Rows pointing to named objects
Begin

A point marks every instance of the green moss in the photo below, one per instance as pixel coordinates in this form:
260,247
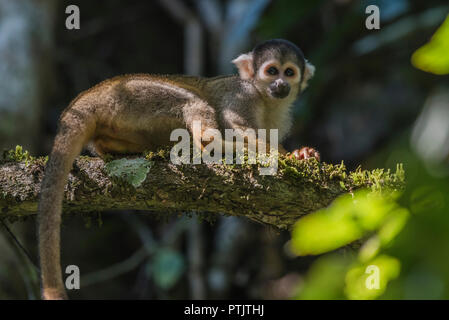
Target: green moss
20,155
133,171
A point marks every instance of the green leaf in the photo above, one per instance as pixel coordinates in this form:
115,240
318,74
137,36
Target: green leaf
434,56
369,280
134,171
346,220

End
Begin

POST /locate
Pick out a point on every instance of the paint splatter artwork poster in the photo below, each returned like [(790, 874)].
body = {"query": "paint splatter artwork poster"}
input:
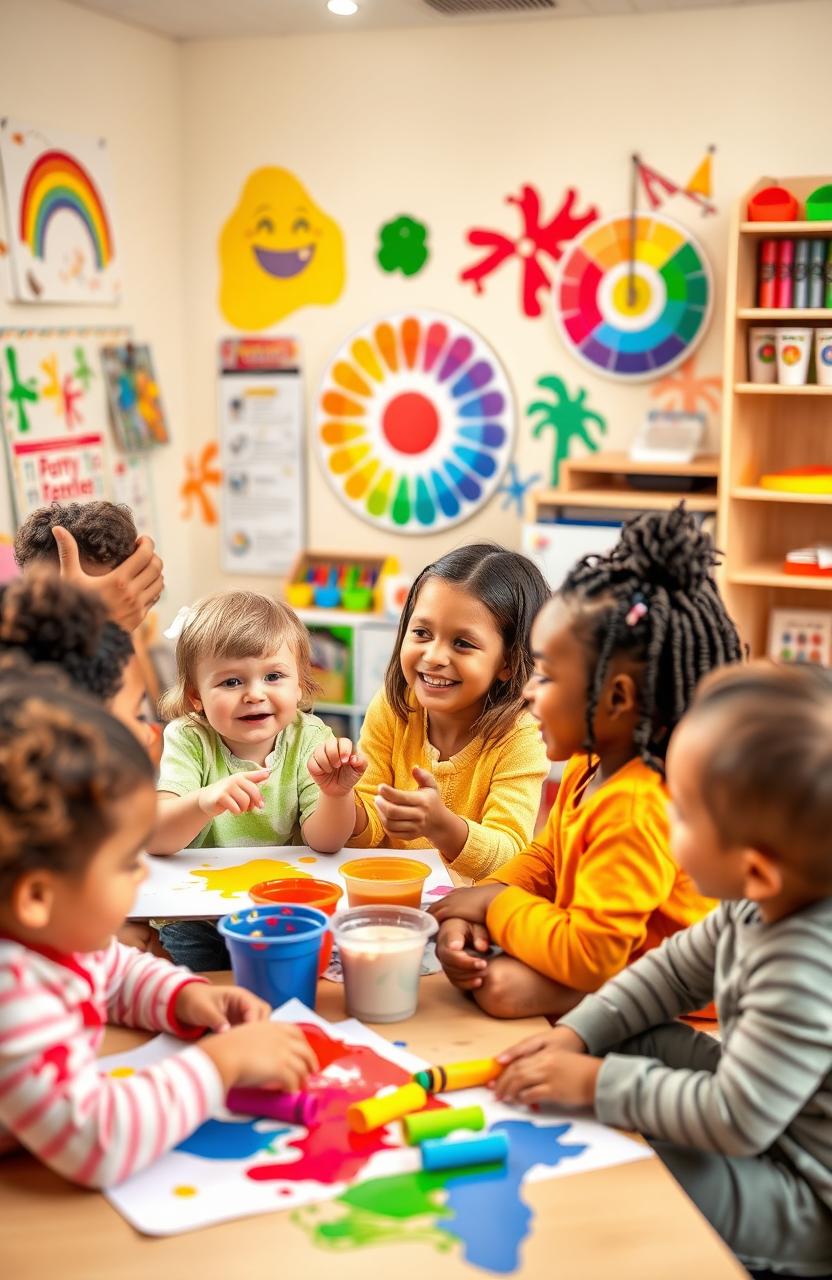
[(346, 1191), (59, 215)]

End

▸ What you need to do
Please arrange the lines of the rows above, from the line containing "POST /locate" through the line containing "[(346, 1191), (59, 215)]", as a Markdown table with the columns No. and Line. Skip blank lines and leave out the pictures.

▸ Worked solution
| No. | Line |
|---|---|
| 1 | POST /locate |
| 2 | Pick out a point on every instance of the paint splatter artwork poster in the photo below, each returned like [(790, 874)]. |
| 3 | body = {"query": "paint splatter artwork poster"} |
| 4 | input: |
| 5 | [(346, 1191), (59, 215)] |